══ Material ══

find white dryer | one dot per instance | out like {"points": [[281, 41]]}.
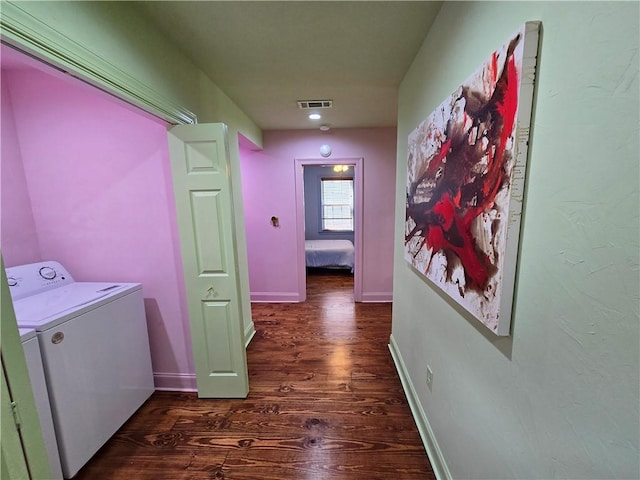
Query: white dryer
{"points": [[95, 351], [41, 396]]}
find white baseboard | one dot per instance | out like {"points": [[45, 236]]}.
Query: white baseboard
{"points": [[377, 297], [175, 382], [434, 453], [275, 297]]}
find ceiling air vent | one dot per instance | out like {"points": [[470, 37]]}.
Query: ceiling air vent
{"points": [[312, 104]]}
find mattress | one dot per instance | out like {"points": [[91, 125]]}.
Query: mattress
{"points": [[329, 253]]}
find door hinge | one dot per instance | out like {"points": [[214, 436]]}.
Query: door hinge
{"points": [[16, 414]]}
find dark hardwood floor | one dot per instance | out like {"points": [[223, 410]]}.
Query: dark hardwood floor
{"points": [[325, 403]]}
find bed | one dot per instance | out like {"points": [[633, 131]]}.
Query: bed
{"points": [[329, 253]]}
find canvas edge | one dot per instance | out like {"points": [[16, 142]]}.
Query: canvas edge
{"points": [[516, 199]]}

═══

Resize the answer coordinates from the line that has "find bed | one" through the end of the data by multiplying each by 1.7 and rounding to whole numbers, with halves rounded up. Output only every line in that range, requests included, and leave the numbers in the requests and their format samples unchanged.

## Exercise response
find bed | one dot per instance | out like {"points": [[633, 131]]}.
Query: bed
{"points": [[559, 430]]}
find canvas edge | one dot per instance | out like {"points": [[16, 142]]}.
Query: canvas edge
{"points": [[877, 338]]}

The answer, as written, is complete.